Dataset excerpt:
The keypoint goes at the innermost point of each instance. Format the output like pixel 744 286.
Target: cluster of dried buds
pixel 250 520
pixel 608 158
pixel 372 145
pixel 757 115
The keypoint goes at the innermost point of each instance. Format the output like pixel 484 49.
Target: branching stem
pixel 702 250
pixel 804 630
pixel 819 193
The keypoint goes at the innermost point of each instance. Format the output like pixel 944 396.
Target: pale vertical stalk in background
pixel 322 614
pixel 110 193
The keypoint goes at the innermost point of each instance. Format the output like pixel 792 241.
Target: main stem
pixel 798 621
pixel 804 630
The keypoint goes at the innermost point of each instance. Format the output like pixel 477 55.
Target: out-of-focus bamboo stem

Task statement — Copy word for word the lines from the start of the records up to and including the line with "pixel 757 115".

Task answer —
The keypoint goes at the innermost point of each instance. Format the output like pixel 744 286.
Target: cluster of dried buds
pixel 250 520
pixel 608 158
pixel 372 145
pixel 757 115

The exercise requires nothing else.